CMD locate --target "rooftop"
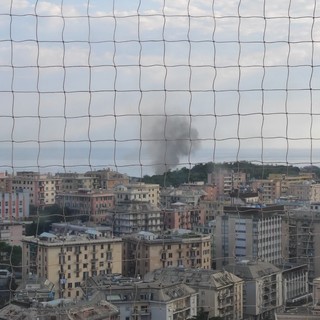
[145,267,242,290]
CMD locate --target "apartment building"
[123,229,211,276]
[84,168,130,190]
[268,173,314,197]
[160,186,207,208]
[275,278,320,320]
[107,185,163,235]
[282,264,311,306]
[250,179,281,204]
[225,260,283,320]
[56,189,115,222]
[82,275,197,320]
[214,205,284,269]
[282,202,320,282]
[0,220,25,246]
[309,183,320,202]
[0,292,120,320]
[56,172,95,192]
[208,170,247,196]
[22,229,122,298]
[11,171,60,207]
[126,182,160,207]
[0,190,30,221]
[163,202,205,230]
[144,268,244,320]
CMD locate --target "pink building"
[163,202,205,230]
[0,192,30,221]
[56,189,115,222]
[0,221,25,246]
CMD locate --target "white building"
[82,276,197,320]
[0,191,30,221]
[214,205,283,269]
[144,268,244,320]
[225,260,283,320]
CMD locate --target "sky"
[0,0,320,176]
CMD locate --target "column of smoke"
[142,116,200,174]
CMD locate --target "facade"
[309,183,320,202]
[208,170,247,196]
[0,191,30,221]
[214,205,284,269]
[0,292,120,320]
[0,220,25,246]
[225,260,283,320]
[85,168,130,190]
[282,203,320,282]
[282,264,310,306]
[56,189,115,222]
[123,230,211,276]
[56,172,95,192]
[144,268,243,320]
[199,200,223,223]
[107,186,163,235]
[268,173,314,197]
[82,276,197,320]
[126,182,160,207]
[163,202,205,230]
[287,181,312,202]
[22,230,122,298]
[251,179,281,204]
[275,278,320,320]
[11,171,60,207]
[160,186,207,208]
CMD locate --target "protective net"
[0,0,320,318]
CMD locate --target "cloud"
[0,0,320,175]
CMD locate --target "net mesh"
[0,0,320,316]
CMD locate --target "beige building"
[56,172,95,192]
[123,230,211,276]
[268,173,314,197]
[225,260,283,320]
[82,275,197,320]
[310,183,320,202]
[144,268,243,320]
[251,179,281,204]
[22,229,122,298]
[0,288,120,320]
[11,171,60,207]
[208,170,247,196]
[126,182,160,207]
[282,203,320,282]
[85,168,130,190]
[214,205,284,269]
[275,278,320,320]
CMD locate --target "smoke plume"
[142,116,200,174]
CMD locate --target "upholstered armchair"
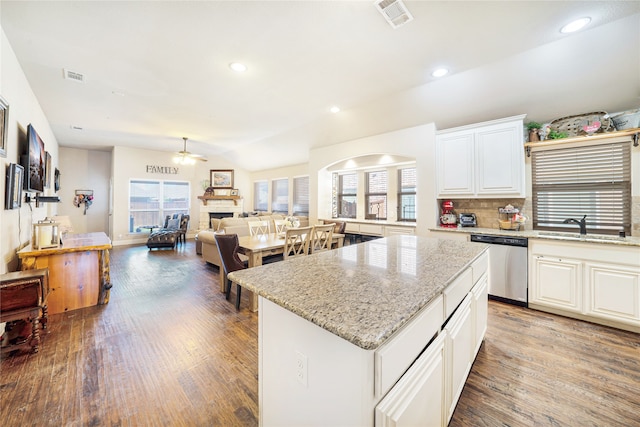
[161,214,189,243]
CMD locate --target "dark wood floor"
[0,241,640,426]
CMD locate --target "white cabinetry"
[444,293,475,422]
[529,239,640,332]
[436,115,526,198]
[584,259,640,323]
[258,252,488,427]
[375,334,446,427]
[529,255,582,312]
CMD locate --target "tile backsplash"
[438,199,532,230]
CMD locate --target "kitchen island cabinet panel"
[375,334,447,427]
[229,235,488,427]
[444,294,476,422]
[258,298,374,426]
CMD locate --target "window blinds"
[531,142,631,234]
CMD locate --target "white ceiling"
[0,0,640,171]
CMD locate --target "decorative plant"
[73,194,93,215]
[526,122,542,142]
[547,129,569,139]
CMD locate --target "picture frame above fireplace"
[209,169,233,189]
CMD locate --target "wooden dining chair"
[309,223,335,254]
[213,234,247,310]
[283,227,311,259]
[273,219,287,234]
[248,221,269,236]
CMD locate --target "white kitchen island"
[229,236,488,427]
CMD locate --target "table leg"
[247,252,262,312]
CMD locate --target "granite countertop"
[429,227,640,246]
[229,236,488,350]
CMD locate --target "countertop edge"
[229,243,489,350]
[429,227,640,246]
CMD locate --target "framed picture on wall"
[44,151,53,188]
[4,163,24,209]
[0,96,9,157]
[210,169,233,189]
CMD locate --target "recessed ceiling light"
[229,62,247,73]
[560,17,591,34]
[431,68,449,77]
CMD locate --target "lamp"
[33,220,60,250]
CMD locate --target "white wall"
[58,147,111,235]
[250,164,314,213]
[309,123,438,236]
[0,28,59,274]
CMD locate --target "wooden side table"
[0,268,49,353]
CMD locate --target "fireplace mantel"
[198,196,242,206]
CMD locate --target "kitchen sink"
[538,231,625,241]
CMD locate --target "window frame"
[128,178,191,234]
[364,169,389,220]
[291,175,311,216]
[531,139,632,235]
[334,171,358,218]
[396,166,418,222]
[253,179,269,212]
[271,178,289,215]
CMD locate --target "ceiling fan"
[173,136,207,165]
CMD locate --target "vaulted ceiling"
[0,0,640,171]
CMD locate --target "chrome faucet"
[562,215,587,236]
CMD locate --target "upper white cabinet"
[436,115,526,198]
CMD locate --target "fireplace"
[198,198,243,230]
[209,212,233,222]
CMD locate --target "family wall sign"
[147,165,180,175]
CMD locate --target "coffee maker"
[440,200,458,228]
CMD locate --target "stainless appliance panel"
[471,234,528,307]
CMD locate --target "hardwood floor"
[0,241,640,427]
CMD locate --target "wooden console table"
[18,232,112,314]
[0,268,49,353]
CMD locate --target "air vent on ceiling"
[62,69,84,83]
[375,0,413,28]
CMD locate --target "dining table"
[225,233,345,311]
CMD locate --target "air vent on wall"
[375,0,413,28]
[62,69,84,83]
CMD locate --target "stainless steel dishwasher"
[471,234,529,307]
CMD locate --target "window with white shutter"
[531,141,631,234]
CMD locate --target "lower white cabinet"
[585,259,640,323]
[529,239,640,332]
[258,252,488,427]
[444,293,475,422]
[471,274,489,355]
[529,255,582,312]
[375,333,447,427]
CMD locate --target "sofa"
[196,214,309,267]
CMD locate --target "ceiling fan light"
[560,17,591,34]
[431,68,449,77]
[229,62,247,73]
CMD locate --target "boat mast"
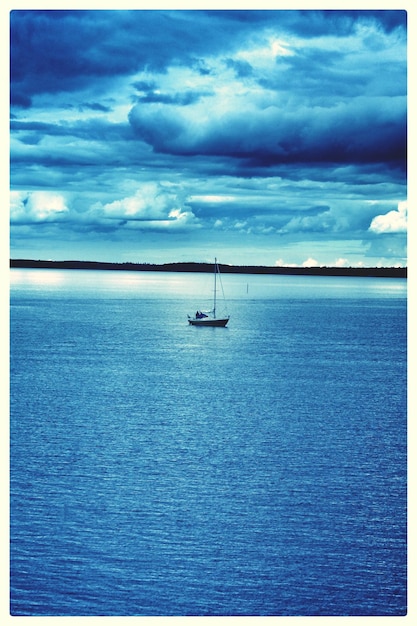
[213,258,217,317]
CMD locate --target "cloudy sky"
[10,10,407,266]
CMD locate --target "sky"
[10,9,407,267]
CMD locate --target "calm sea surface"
[10,270,407,616]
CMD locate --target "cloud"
[10,10,407,266]
[302,257,320,267]
[369,202,407,235]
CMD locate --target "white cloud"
[335,257,349,267]
[302,257,320,267]
[10,191,68,223]
[369,202,407,234]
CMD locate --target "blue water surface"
[10,270,407,616]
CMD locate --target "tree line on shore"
[10,259,407,278]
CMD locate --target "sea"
[10,269,407,616]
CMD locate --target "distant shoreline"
[10,259,407,278]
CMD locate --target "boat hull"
[188,317,229,327]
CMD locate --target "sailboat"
[188,259,230,327]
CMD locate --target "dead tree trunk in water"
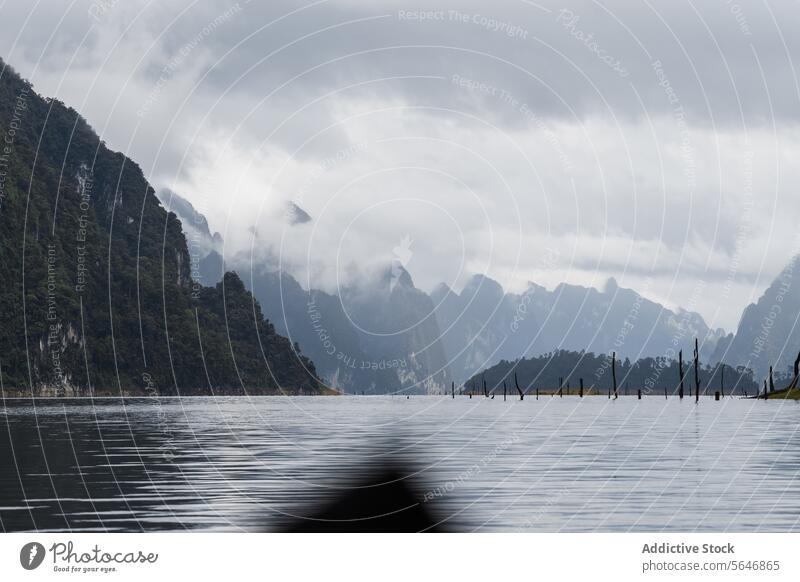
[694,338,700,402]
[611,352,617,399]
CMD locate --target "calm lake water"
[0,396,800,532]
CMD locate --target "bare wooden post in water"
[769,366,775,392]
[611,352,617,399]
[694,338,700,403]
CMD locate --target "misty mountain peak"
[461,273,505,301]
[286,201,311,225]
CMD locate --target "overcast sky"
[0,0,800,330]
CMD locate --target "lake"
[0,396,800,532]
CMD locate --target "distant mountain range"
[712,257,800,378]
[160,193,800,393]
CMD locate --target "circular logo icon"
[19,542,45,570]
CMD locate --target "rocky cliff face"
[0,61,319,395]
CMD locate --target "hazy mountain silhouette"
[712,257,800,378]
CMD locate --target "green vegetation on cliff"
[0,60,320,396]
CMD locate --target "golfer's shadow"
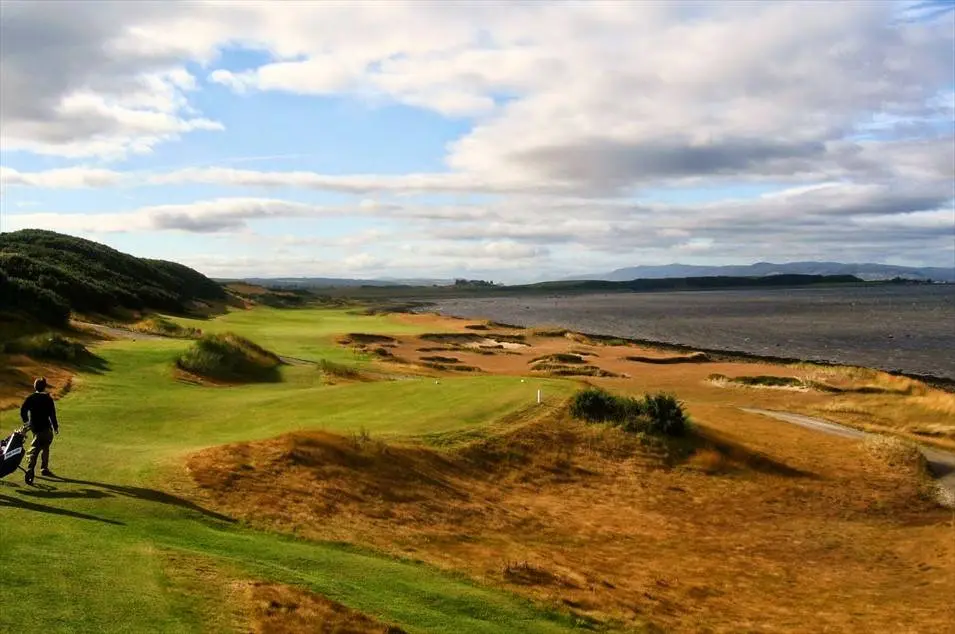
[18,476,236,524]
[0,491,125,526]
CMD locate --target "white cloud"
[0,166,123,189]
[4,198,332,233]
[0,0,955,269]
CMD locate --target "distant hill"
[0,229,226,325]
[233,277,454,288]
[516,273,865,293]
[565,262,955,282]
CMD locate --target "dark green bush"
[318,359,366,381]
[3,333,89,362]
[0,229,225,323]
[176,333,282,382]
[570,387,620,423]
[570,388,689,436]
[643,393,690,436]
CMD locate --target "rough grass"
[528,352,586,364]
[531,361,617,377]
[0,330,571,634]
[531,328,570,338]
[627,352,710,365]
[176,333,282,383]
[131,315,202,339]
[421,361,481,372]
[342,332,396,345]
[0,332,91,363]
[235,581,405,634]
[863,435,927,474]
[318,359,370,383]
[190,417,955,632]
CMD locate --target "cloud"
[4,198,328,233]
[0,0,222,157]
[0,166,124,189]
[0,0,955,270]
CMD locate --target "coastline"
[414,301,955,393]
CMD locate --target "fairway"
[0,309,574,632]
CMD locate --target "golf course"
[0,231,955,634]
[0,309,573,632]
[0,298,955,632]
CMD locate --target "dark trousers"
[27,429,53,471]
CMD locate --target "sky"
[0,0,955,283]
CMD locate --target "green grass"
[174,308,436,362]
[0,310,573,633]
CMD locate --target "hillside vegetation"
[0,229,226,326]
[176,333,282,383]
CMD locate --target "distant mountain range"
[233,277,454,288]
[564,262,955,282]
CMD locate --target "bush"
[318,359,365,381]
[643,393,689,436]
[570,387,618,423]
[570,388,690,436]
[133,315,202,339]
[3,333,89,361]
[176,333,282,382]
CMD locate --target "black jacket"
[20,392,60,433]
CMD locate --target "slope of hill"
[567,262,955,282]
[0,229,226,325]
[516,273,863,293]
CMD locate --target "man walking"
[20,377,60,484]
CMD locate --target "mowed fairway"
[0,309,574,632]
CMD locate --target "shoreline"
[414,302,955,393]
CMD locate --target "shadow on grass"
[67,350,109,374]
[0,491,125,526]
[18,476,236,524]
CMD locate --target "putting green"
[0,310,574,633]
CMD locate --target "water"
[429,285,955,380]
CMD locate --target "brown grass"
[0,354,74,412]
[348,315,955,449]
[189,414,955,632]
[160,551,404,634]
[236,582,404,634]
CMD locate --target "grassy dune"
[0,310,571,632]
[0,308,955,633]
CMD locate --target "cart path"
[740,407,955,497]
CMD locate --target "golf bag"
[0,427,27,478]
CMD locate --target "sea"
[426,284,955,381]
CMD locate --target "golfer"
[20,377,60,484]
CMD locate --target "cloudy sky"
[0,0,955,282]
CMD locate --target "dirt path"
[741,407,955,496]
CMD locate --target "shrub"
[863,435,927,471]
[530,352,585,363]
[570,388,643,426]
[643,393,689,436]
[3,333,89,361]
[570,388,690,436]
[318,359,365,381]
[176,333,282,382]
[133,315,202,339]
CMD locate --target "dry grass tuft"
[189,415,955,632]
[863,435,927,473]
[235,582,404,634]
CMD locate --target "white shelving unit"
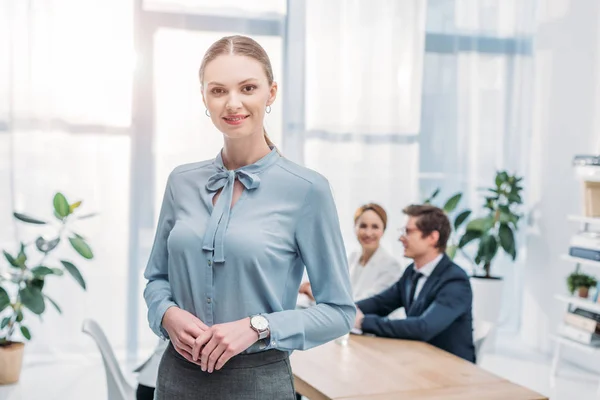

▶ What is being asked: Select every line of the records that contains the string "wooden", matching case.

▶ Solution:
CMD locate --target "wooden dining chair"
CMD locate --target "wooden side table"
CMD locate --target "wooden console table"
CMD locate --target "bare wooden post in water"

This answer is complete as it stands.